(The input begins)

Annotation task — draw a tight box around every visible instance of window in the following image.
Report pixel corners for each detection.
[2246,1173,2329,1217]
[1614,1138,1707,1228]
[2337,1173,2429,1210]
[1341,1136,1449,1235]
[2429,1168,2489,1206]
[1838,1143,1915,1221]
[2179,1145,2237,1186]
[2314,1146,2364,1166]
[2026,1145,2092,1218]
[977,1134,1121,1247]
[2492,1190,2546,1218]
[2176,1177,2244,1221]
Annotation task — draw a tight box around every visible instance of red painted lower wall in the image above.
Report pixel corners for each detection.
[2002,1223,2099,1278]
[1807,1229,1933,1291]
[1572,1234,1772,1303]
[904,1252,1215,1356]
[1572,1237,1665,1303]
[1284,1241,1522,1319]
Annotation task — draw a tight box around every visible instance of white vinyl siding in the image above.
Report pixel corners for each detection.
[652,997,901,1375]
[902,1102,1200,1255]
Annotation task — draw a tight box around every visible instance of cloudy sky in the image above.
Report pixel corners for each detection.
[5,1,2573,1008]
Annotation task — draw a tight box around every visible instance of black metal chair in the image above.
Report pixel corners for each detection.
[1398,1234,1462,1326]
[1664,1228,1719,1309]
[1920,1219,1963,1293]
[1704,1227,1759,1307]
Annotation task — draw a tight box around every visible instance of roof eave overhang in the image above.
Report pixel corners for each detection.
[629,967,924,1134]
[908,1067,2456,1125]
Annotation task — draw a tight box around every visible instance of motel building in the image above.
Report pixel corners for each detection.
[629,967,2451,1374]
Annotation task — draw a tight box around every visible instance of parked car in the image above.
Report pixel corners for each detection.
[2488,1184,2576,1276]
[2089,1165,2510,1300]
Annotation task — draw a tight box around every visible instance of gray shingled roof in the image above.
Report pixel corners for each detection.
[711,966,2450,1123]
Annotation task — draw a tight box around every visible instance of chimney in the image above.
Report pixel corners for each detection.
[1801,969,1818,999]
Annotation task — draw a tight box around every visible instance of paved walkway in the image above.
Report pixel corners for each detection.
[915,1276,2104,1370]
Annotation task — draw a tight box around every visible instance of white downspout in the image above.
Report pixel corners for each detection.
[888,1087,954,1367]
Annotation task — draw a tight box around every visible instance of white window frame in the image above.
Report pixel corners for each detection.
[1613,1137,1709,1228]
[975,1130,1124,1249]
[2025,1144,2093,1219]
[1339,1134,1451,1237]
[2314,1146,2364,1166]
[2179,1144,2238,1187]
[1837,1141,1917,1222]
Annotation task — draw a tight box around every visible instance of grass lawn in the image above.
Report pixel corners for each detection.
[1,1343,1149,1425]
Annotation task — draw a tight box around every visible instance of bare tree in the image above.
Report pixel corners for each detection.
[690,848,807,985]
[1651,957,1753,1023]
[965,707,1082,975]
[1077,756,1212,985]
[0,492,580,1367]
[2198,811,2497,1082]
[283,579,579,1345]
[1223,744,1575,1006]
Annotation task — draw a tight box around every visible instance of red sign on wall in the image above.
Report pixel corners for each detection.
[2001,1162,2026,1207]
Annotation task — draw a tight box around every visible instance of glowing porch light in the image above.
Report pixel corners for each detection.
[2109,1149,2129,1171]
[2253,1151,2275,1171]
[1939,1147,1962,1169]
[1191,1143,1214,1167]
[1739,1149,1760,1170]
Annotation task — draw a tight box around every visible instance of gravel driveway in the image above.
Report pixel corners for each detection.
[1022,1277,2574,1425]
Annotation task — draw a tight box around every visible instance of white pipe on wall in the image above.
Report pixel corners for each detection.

(The input ends)

## Activity
Retype all of the records above without a single alteration.

## Answer box
Annotation task — draw a tight box around every visible instance of window in the following image.
Report pixel corners for each detection.
[2246,1173,2329,1217]
[1614,1138,1707,1228]
[2337,1173,2429,1210]
[1341,1136,1449,1235]
[2429,1168,2489,1206]
[1838,1143,1915,1221]
[2179,1145,2237,1186]
[2314,1146,2364,1166]
[2026,1145,2092,1218]
[977,1134,1121,1247]
[2492,1190,2546,1218]
[2176,1177,2244,1221]
Annotation task — draw a tight box around every visible instance of red painted lower wall in the image above.
Report pixel corners for each detection.
[2002,1223,2099,1278]
[1807,1229,1933,1291]
[1572,1234,1772,1303]
[904,1252,1215,1356]
[1572,1237,1665,1303]
[1284,1241,1522,1319]
Annotation task — draw a tight box around every visible instance of white vinyl siding in the image above.
Report pixel corners for each detection.
[652,997,901,1375]
[902,1102,1200,1255]
Annotation task — draw a tight box around every visible instance of cloudy sky in the image above.
Report pixel corners for each detection.
[5,1,2573,1008]
Annotation task — draw a tight box around every visible instance of black metal chair in the image above.
Report pixel corners for each detection.
[1398,1234,1462,1326]
[1664,1228,1719,1309]
[1920,1219,1963,1293]
[1704,1227,1759,1307]
Annotation task — draw a tight box around every visible instance of roof eave overhang in the image above.
Report pixel corners for each detection.
[629,967,924,1134]
[908,1067,2456,1125]
Annotation task — draw a tight box around every visible instance of motel building in the image above.
Report pixel corners for each detection.
[629,967,2451,1374]
Annotation task — draw a tight box around every visible instance of parked car in the image above.
Report pixel corners for each detection.
[2488,1184,2576,1276]
[2089,1165,2510,1300]
Annotation task — draw a tight box around every visible instance of gray shingled roof in the image above.
Report pixel corners for each detection.
[711,966,2450,1123]
Annotation task — draw a tight box around every visible instance of chimney in the image above.
Report pixel corners for each detection.
[1801,969,1818,999]
Annotation task — draw a tight box around every visible instance of paved walkway in the image above.
Report pixel corners for each detection.
[915,1276,2104,1370]
Annotation task — draw a tight box around every visible instance of white downspout in the image above.
Report pixel corners for each detection.
[888,1087,954,1367]
Annotation task — draw a tight box around every visible instance of white window frame in the image above.
Report pixel corners for each detection.
[1613,1137,1709,1228]
[975,1130,1124,1249]
[2025,1144,2093,1219]
[1339,1134,1451,1237]
[2314,1146,2364,1166]
[2179,1144,2238,1187]
[1837,1141,1917,1222]
Annotation task — draw a tight box around every visible instance of grass lawn in the image above.
Report pixel corners for each detection.
[1,1343,1149,1425]
Annotation task — draw a tight box around every visible instance of bare tree in the image above.
Report pixel corners for each detection.
[690,848,807,985]
[1651,957,1753,1023]
[965,707,1082,975]
[1077,756,1212,985]
[0,492,580,1367]
[2198,811,2497,1082]
[283,579,579,1345]
[1223,744,1575,1006]
Annotation task — draw a tight box around every visible instance of red sign on wall in the image above.
Report pixel corners for each detection.
[2001,1162,2026,1207]
Annotation task — draw a tight box around every visible instance of glowing porch light in the image above.
Report pixel corners for each detection.
[2109,1149,2129,1171]
[2253,1151,2275,1171]
[1939,1147,1962,1169]
[1191,1143,1214,1167]
[1739,1149,1760,1170]
Annotation task — draw a tight box around every visible instance of gravel driveway in the image above.
Report pixel corners for each detection.
[1022,1277,2574,1425]
Annotation task — draw a tight box around every visible instance of white pipe on wall in the image above.
Report pixel corners for each detection.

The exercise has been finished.